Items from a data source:
━━━━

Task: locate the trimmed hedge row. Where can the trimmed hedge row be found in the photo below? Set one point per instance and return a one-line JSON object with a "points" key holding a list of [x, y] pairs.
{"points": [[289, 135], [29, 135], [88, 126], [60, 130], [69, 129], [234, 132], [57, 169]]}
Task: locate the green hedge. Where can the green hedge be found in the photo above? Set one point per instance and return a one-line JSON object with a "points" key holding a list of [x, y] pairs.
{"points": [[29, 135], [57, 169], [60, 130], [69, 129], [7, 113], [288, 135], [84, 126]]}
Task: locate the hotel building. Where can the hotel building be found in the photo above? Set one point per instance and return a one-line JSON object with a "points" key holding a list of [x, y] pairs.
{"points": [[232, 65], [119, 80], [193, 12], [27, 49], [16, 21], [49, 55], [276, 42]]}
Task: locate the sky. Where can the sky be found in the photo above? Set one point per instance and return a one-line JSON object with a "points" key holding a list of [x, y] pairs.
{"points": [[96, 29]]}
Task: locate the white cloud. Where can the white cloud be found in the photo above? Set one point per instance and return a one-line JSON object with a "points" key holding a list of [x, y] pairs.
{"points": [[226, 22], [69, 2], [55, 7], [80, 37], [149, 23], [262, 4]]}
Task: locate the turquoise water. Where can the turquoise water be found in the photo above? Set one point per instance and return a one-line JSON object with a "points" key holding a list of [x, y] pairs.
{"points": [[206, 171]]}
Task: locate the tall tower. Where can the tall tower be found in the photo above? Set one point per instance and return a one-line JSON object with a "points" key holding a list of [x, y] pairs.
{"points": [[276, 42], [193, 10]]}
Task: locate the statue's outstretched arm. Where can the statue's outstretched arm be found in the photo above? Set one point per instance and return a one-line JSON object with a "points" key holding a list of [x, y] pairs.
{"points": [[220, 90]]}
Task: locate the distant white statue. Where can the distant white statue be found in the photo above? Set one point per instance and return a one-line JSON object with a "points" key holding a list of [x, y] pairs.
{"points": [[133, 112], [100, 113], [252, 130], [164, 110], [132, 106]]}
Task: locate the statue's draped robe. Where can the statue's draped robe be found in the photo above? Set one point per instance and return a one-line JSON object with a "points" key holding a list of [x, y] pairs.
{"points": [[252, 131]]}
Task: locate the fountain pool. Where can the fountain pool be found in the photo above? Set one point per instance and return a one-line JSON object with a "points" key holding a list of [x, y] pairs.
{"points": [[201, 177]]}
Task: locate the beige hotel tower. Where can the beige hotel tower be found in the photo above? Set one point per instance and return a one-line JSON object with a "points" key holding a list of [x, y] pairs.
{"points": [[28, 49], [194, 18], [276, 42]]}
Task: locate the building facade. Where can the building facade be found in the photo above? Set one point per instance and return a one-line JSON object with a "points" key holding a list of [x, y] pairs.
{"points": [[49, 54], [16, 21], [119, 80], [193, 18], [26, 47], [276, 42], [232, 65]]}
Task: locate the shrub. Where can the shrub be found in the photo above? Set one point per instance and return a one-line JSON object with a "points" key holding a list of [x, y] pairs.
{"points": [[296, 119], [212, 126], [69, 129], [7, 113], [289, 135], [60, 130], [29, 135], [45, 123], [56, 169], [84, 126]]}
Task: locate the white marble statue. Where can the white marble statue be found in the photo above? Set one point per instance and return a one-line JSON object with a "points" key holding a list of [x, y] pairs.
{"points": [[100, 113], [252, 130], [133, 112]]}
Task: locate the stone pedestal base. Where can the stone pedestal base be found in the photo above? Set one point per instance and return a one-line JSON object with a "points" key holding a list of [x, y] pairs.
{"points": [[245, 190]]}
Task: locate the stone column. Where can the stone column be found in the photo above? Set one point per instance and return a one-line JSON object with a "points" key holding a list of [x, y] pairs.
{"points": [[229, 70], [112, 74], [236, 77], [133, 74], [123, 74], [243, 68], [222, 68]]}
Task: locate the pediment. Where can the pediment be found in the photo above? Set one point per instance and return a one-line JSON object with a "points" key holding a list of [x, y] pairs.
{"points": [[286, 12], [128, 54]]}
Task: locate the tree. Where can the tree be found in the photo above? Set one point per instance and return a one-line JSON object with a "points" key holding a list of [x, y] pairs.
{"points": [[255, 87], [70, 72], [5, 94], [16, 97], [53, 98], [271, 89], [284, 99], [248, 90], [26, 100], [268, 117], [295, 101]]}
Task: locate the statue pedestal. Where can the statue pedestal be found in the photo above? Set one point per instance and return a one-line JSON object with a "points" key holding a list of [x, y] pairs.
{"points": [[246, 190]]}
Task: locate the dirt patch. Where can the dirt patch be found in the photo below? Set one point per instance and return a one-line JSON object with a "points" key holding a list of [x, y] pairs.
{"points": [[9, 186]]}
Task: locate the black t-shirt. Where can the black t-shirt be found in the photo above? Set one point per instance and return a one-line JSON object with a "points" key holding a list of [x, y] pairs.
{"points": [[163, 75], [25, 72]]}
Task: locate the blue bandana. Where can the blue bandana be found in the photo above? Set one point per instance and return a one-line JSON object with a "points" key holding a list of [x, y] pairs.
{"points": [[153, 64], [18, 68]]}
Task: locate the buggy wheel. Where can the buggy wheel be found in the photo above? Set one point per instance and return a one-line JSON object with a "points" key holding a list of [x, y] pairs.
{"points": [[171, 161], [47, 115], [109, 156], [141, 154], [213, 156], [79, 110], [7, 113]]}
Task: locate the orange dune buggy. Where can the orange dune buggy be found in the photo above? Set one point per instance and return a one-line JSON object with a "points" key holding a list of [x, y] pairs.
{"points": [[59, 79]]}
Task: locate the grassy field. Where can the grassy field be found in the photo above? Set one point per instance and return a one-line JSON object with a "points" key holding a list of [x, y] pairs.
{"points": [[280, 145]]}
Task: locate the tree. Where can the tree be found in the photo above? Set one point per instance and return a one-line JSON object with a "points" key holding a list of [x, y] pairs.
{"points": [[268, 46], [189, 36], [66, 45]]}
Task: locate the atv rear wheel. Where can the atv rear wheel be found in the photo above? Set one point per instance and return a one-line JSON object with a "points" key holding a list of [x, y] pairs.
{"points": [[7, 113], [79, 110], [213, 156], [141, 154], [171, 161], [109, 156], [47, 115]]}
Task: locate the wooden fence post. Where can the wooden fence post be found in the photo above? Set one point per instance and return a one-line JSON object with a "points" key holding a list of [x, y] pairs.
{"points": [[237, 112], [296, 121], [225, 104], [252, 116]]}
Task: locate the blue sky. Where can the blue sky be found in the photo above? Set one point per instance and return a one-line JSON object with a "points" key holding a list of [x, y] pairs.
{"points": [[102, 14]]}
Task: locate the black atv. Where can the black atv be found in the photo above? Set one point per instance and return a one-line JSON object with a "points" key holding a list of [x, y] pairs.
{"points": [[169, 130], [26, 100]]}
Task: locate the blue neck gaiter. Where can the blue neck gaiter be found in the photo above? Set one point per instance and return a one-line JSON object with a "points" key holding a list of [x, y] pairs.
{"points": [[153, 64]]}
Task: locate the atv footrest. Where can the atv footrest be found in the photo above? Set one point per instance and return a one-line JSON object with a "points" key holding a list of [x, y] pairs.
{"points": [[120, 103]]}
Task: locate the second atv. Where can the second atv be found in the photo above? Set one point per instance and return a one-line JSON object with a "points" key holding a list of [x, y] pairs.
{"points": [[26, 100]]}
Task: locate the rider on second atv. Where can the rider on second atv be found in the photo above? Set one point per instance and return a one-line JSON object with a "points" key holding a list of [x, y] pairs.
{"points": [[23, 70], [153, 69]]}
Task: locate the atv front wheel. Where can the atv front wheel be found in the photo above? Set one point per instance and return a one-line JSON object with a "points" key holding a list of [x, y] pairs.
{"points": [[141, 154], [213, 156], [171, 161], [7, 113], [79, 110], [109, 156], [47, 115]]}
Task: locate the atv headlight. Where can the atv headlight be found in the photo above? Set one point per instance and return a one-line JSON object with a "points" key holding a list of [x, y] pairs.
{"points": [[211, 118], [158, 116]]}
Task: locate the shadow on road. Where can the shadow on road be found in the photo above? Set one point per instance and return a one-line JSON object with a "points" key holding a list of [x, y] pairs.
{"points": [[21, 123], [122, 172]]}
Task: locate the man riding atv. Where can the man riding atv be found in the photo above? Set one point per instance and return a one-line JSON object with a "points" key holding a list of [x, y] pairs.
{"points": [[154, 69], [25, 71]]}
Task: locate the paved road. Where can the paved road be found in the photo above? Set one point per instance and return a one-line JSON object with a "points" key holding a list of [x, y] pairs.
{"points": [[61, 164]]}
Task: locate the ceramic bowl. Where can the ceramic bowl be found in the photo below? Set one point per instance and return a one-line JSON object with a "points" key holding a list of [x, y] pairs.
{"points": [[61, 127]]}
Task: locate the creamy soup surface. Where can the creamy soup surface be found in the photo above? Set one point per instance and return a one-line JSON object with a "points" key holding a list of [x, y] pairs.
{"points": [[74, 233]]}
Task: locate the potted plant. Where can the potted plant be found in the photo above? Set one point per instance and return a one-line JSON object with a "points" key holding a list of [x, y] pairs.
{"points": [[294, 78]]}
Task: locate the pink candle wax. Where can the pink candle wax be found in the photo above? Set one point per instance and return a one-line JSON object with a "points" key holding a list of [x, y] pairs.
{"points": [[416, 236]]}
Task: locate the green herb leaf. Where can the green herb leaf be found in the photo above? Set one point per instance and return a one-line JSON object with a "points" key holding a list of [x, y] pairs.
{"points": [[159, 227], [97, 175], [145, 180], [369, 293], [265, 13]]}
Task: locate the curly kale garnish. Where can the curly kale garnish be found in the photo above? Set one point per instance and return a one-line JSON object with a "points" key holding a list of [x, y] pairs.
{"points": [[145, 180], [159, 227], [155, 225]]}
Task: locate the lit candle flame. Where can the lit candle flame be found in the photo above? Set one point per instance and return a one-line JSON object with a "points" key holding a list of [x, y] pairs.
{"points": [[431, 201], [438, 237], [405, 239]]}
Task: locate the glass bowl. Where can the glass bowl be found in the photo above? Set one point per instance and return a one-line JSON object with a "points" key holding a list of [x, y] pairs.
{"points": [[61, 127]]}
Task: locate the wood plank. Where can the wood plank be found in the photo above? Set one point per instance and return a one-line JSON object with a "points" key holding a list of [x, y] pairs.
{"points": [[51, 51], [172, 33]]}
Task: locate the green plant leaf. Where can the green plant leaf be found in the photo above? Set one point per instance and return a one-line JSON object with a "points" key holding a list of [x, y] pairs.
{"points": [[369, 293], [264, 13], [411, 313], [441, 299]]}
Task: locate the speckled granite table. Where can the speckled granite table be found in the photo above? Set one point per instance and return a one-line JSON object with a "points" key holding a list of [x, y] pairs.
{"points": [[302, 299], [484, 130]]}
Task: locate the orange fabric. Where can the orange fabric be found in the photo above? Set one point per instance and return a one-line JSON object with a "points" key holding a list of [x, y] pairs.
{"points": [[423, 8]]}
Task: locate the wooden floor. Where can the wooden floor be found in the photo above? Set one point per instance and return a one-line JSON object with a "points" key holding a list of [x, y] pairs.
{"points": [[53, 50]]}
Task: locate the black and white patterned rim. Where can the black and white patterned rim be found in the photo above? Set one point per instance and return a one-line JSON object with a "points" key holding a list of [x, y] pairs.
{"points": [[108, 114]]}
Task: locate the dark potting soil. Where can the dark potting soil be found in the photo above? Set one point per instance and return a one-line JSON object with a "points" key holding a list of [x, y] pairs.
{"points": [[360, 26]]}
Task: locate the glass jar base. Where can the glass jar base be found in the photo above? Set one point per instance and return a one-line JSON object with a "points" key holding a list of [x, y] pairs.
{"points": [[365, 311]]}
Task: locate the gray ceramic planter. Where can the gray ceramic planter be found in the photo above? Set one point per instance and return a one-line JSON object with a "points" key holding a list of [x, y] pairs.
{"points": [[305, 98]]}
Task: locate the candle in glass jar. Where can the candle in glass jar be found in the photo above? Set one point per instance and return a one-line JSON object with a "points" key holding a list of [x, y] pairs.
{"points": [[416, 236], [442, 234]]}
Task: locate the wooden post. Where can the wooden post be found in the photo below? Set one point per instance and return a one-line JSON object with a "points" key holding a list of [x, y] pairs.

━━━━

Copy out the lines above, from the one holding "Task: locate the glass jar" through the final line, with no other lines.

SOLUTION FOR THIS TASK
Task: locate the glass jar base. Where can the glass jar base be found in the photo above? Set one point per instance and return a one-line JSON object with a "points" key holding a list of [x, y] pairs.
{"points": [[365, 311]]}
Task: locate the gray ceramic planter. Where can the gray ceramic planter be found in the photo above? Set one point per instance and return a one-line JSON object with a "points" key holding a list of [x, y] pairs.
{"points": [[305, 98]]}
Task: locate the candle in glass jar. Where can the candle in glass jar be found in the photo above? Set one point per instance and return a one-line JSON object with a "points" key holding a list of [x, y] pairs.
{"points": [[416, 236], [442, 234]]}
Task: locate the wooden post. Where can the wooden post be found in the photo below? Set one point per instance and return a one-line JSON object with a "points" key holding a list of [x, y] pairs.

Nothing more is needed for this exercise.